══ Input material ══

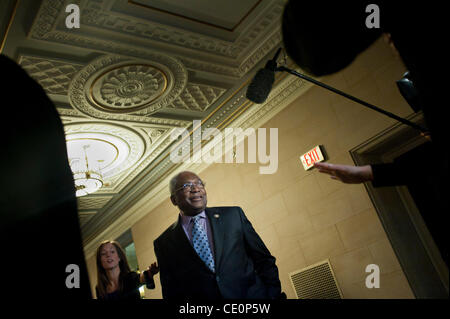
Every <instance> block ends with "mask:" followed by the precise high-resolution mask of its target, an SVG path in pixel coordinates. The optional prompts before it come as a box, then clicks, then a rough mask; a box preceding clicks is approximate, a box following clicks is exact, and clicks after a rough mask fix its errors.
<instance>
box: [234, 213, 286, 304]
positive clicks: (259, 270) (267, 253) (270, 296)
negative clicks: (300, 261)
mask: <svg viewBox="0 0 450 319" xmlns="http://www.w3.org/2000/svg"><path fill="white" fill-rule="evenodd" d="M239 212H240V216H241V221H242V225H243V230H244V238H245V241H246V245H247V248H248V254H249V255H250V257H251V259H252V260H253V262H254V265H255V271H256V273H257V274H258V276H259V277H260V278H261V280H262V281H263V282H264V284H265V285H266V287H267V293H268V297H269V298H272V299H276V298H279V297H280V294H281V283H280V279H279V274H278V268H277V266H276V265H275V257H273V256H272V255H271V254H270V252H269V250H268V249H267V247H266V245H265V244H264V242H263V241H262V239H261V237H259V235H258V234H257V233H256V231H255V229H254V228H253V226H252V224H251V223H250V221H249V220H248V219H247V217H246V216H245V214H244V212H243V211H242V209H241V208H239Z"/></svg>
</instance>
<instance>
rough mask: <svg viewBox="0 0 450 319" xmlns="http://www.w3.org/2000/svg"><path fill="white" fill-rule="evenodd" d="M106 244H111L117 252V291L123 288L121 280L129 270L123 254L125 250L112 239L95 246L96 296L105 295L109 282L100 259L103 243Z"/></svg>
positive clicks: (123, 254)
mask: <svg viewBox="0 0 450 319" xmlns="http://www.w3.org/2000/svg"><path fill="white" fill-rule="evenodd" d="M106 244H113V245H114V247H115V248H116V251H117V254H118V256H119V258H120V261H119V268H120V274H119V291H122V290H123V280H124V278H125V276H126V275H127V274H128V273H129V272H131V270H130V266H129V265H128V261H127V256H126V255H125V252H124V251H123V249H122V247H121V246H120V244H119V243H118V242H116V241H114V240H105V241H104V242H102V243H101V244H100V246H99V247H98V248H97V258H96V259H97V293H98V296H97V297H100V298H101V297H105V296H106V294H107V292H106V287H107V286H108V284H109V279H108V276H107V275H106V270H105V269H104V268H103V266H102V259H101V251H102V248H103V246H104V245H106Z"/></svg>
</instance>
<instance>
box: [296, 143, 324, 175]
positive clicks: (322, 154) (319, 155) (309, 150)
mask: <svg viewBox="0 0 450 319" xmlns="http://www.w3.org/2000/svg"><path fill="white" fill-rule="evenodd" d="M324 160H325V157H324V155H323V152H322V146H321V145H317V146H316V147H314V148H313V149H312V150H309V151H308V152H306V153H305V154H303V155H302V156H300V161H301V162H302V164H303V167H304V168H305V170H306V171H307V170H309V169H310V168H313V167H314V163H316V162H323V161H324Z"/></svg>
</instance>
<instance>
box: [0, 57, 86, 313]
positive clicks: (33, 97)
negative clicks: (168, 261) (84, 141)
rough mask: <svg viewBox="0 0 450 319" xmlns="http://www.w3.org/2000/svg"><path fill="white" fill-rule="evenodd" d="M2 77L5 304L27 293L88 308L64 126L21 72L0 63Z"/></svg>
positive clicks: (4, 63) (1, 231)
mask: <svg viewBox="0 0 450 319" xmlns="http://www.w3.org/2000/svg"><path fill="white" fill-rule="evenodd" d="M0 70H2V74H4V75H5V76H2V77H1V78H0V90H1V92H2V97H3V100H2V102H0V107H1V110H2V117H3V119H4V121H3V122H2V125H0V136H3V137H4V140H3V142H4V143H3V145H2V156H1V157H0V165H1V167H2V168H3V171H2V177H1V178H0V242H2V243H3V244H4V245H3V248H2V251H3V256H2V262H1V263H0V281H1V283H2V289H3V291H4V293H3V294H2V296H3V297H2V298H3V301H4V299H5V298H6V302H4V303H3V304H5V305H8V300H20V299H22V298H26V297H27V293H25V291H27V290H30V295H31V296H32V298H31V299H32V300H39V301H43V300H44V301H46V302H51V301H55V300H70V301H78V300H90V299H92V295H91V289H90V284H89V278H88V272H87V268H86V262H85V259H84V253H83V243H82V239H81V233H80V226H79V221H78V210H77V199H76V197H75V184H74V182H73V175H72V171H71V170H70V166H69V161H68V158H67V149H66V140H65V135H64V128H63V124H62V122H61V119H60V117H59V114H58V112H57V110H56V107H55V105H54V104H53V102H52V101H51V100H50V99H49V98H48V96H47V95H46V93H45V91H44V89H43V88H42V87H41V86H40V85H39V84H38V83H37V82H36V81H35V80H33V79H32V78H31V77H30V76H29V75H28V74H27V73H26V72H25V70H23V69H22V68H21V67H20V65H18V64H17V63H16V62H15V61H13V60H11V59H10V58H9V57H7V56H5V55H0ZM69 265H72V267H73V268H71V267H69V268H67V267H68V266H69ZM75 266H77V267H75ZM21 268H23V270H24V271H21V270H22V269H21ZM76 268H78V270H79V271H76V270H73V269H76ZM68 269H69V270H68ZM70 269H72V270H70ZM76 274H79V285H75V283H77V281H78V280H76V277H78V276H76ZM71 278H73V280H72V279H71ZM68 279H69V280H68ZM67 280H68V281H67ZM67 282H69V283H70V285H67ZM72 284H73V285H72ZM77 287H79V288H77ZM28 301H29V300H28ZM13 304H15V303H13Z"/></svg>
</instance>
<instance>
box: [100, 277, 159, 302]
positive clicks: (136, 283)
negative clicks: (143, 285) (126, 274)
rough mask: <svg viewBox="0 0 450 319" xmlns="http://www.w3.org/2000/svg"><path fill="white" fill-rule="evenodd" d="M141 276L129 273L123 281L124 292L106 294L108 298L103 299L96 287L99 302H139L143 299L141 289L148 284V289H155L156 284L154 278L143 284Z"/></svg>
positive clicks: (103, 298)
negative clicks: (141, 298) (103, 300)
mask: <svg viewBox="0 0 450 319" xmlns="http://www.w3.org/2000/svg"><path fill="white" fill-rule="evenodd" d="M139 278H140V275H139V274H138V273H136V272H134V271H132V272H129V273H128V274H127V275H126V276H125V278H124V281H123V289H122V291H120V290H116V291H114V292H112V293H109V294H106V296H104V297H101V296H100V295H99V292H98V288H97V287H95V291H96V294H97V298H98V299H99V300H139V299H141V294H140V293H139V287H140V286H142V285H144V284H146V285H147V288H148V289H154V288H155V282H154V281H153V277H150V279H151V282H147V283H141V282H140V280H139Z"/></svg>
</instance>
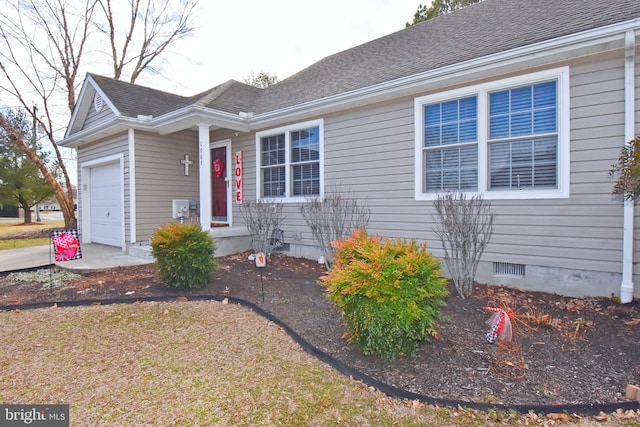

═══

Count how many lines of the records contain the string "negative", with case mattering, and give only that number.

4